Task item:
Somewhere below is a line with "Exercise. Point out each instance of the white ceiling" and, later, a line with "Exercise. Point out each instance of the ceiling in"; repeat those two lines and all the lines between them, exactly as they are.

══════

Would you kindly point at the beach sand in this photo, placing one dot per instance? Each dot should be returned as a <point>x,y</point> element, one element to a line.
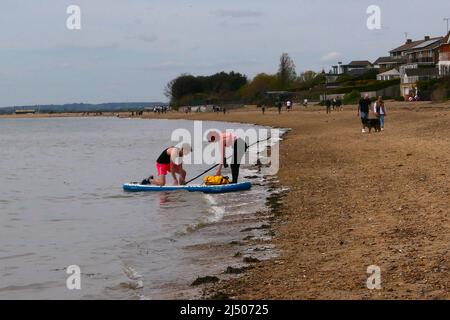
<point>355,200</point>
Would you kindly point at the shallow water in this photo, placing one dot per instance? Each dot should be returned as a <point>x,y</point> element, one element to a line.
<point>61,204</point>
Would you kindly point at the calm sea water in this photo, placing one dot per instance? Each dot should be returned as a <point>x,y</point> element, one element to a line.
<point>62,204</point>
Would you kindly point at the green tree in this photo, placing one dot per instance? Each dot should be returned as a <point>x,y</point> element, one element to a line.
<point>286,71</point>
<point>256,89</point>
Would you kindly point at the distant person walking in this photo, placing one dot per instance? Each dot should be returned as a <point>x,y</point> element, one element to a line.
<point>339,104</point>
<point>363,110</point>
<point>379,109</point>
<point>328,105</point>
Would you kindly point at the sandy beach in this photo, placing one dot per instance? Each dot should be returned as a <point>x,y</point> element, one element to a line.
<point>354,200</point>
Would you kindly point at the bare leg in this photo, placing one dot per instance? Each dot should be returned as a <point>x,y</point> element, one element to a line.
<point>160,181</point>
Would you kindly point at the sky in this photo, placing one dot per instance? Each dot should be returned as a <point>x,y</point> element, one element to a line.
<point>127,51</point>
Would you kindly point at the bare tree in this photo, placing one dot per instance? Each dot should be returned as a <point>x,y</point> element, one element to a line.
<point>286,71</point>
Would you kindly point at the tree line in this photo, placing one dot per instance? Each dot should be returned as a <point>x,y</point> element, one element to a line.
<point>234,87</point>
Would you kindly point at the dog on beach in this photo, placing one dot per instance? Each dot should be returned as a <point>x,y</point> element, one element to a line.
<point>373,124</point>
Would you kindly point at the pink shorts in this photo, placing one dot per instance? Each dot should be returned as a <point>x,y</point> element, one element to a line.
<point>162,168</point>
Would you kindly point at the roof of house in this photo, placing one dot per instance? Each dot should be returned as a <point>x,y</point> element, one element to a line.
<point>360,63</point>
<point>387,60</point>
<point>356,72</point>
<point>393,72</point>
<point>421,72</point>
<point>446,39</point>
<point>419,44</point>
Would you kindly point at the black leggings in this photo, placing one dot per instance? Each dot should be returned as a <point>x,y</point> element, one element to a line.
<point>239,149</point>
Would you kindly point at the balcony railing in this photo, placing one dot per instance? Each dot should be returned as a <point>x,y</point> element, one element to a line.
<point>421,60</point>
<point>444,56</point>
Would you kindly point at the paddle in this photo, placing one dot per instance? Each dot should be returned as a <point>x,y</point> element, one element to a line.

══════

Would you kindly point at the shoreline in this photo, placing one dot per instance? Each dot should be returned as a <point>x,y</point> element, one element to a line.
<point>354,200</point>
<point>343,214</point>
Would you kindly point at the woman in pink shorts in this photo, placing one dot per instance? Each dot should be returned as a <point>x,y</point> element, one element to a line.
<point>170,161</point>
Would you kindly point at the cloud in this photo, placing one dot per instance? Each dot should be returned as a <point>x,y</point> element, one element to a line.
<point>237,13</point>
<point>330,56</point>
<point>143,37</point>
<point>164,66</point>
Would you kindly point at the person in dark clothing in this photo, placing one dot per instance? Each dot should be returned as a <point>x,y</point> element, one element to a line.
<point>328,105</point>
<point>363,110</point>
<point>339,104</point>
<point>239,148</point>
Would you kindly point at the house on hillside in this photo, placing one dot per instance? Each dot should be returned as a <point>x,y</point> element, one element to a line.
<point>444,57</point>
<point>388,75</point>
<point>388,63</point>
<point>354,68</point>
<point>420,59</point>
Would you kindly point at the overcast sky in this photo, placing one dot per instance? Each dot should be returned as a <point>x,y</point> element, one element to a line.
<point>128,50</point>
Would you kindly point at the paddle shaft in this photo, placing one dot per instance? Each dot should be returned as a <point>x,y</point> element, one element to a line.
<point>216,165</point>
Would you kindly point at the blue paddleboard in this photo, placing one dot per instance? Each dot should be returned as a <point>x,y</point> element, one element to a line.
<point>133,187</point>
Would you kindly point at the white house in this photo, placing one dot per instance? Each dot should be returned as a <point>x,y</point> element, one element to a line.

══════

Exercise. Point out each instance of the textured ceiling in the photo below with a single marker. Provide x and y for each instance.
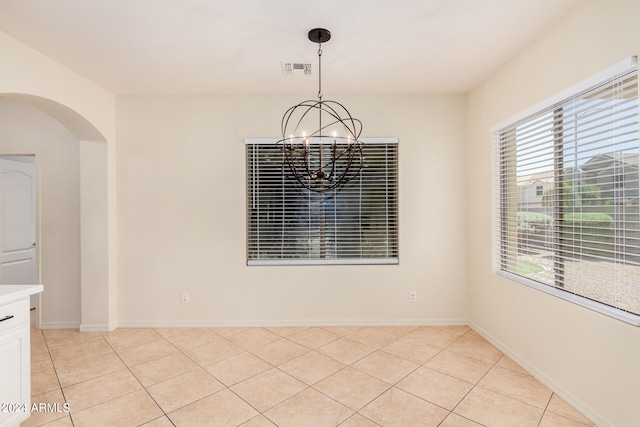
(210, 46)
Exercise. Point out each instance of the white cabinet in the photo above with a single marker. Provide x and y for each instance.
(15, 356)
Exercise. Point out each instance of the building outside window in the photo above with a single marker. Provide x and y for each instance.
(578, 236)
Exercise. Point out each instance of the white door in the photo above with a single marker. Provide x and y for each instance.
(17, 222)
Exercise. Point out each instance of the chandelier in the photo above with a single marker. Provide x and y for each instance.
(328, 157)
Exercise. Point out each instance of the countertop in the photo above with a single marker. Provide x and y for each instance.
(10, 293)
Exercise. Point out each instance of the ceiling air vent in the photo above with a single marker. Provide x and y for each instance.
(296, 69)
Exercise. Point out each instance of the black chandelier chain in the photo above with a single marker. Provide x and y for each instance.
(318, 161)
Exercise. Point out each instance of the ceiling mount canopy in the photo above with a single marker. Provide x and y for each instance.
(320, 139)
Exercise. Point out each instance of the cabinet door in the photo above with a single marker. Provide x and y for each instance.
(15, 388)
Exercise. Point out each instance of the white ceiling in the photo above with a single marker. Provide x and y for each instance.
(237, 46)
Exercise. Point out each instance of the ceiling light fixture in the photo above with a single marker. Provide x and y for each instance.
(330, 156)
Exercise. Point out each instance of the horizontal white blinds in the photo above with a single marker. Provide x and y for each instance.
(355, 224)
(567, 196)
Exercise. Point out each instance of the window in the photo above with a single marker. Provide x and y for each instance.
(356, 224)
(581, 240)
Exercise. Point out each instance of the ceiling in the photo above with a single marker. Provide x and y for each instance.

══════

Your response:
Exercise. Point out each instance of the white ceiling in the photo above with a single marker. Provide x and y for each instance.
(237, 46)
Exercise. Point out each instance of the ceiling light fixture in the photo above with a single marker. Provide x and y for each instance.
(330, 156)
Exercise. Point out each instance of the horizontal white blinds in the photo above with a single marker. Provide x and y for each instance.
(355, 224)
(567, 196)
Exercise. Point out each instance of the window in the photo above with a single marker. Provide x and y for each instance.
(356, 224)
(581, 240)
Exercise. Point out each instance of the ceiling in the photo above with a single marker. Provide x and y for each instance.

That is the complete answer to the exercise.